▶ _EXERCISE AIM_:
Copy every line of the listing below, requests included, and add 131 to each x and y coordinate in the answers.

▶ _SUPPLIED DATA_:
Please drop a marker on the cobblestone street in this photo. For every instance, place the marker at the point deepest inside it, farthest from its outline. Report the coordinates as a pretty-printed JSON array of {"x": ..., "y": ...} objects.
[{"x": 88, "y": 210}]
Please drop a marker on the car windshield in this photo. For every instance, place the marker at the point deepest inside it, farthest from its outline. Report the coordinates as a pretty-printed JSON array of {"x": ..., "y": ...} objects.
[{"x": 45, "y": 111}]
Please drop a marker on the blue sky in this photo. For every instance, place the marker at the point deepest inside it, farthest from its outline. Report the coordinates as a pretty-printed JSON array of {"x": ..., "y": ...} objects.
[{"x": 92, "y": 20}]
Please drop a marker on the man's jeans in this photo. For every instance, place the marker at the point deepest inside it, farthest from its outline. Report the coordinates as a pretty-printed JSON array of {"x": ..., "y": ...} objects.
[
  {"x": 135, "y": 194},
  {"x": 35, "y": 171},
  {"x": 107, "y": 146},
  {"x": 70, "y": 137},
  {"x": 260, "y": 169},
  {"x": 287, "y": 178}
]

▶ _RESULT OF THIS EXERCISE_:
Please drop a marker on the cobblestone street in this photo. For every instance, place the marker at the point deepest inside it, farthest from its outline. Report the coordinates as a pretty-printed JSON array of {"x": ..., "y": ...} objects.
[{"x": 219, "y": 341}]
Please drop a marker on the car windshield in this photo. For every instance, place the marker at the point deepest inside it, farthest from its outline. Report the coordinates as a pretty-printed JSON array of {"x": ..., "y": ...} objects.
[{"x": 176, "y": 242}]
Please drop a marker on the blue sky in this photo. For every instance, place the marker at the point deepest inside it, farthest from its outline. Report the coordinates as a pretty-printed JSON array of {"x": ..., "y": ...} objects.
[{"x": 223, "y": 151}]
Please drop a marker on the man's jeans in this photo. For every instance, place the marker at the point deepest inside it, farthest from its outline. Report the coordinates as a pretty-printed JSON array of {"x": ..., "y": ...} objects.
[
  {"x": 266, "y": 325},
  {"x": 166, "y": 302},
  {"x": 238, "y": 277},
  {"x": 201, "y": 268},
  {"x": 391, "y": 300},
  {"x": 418, "y": 309}
]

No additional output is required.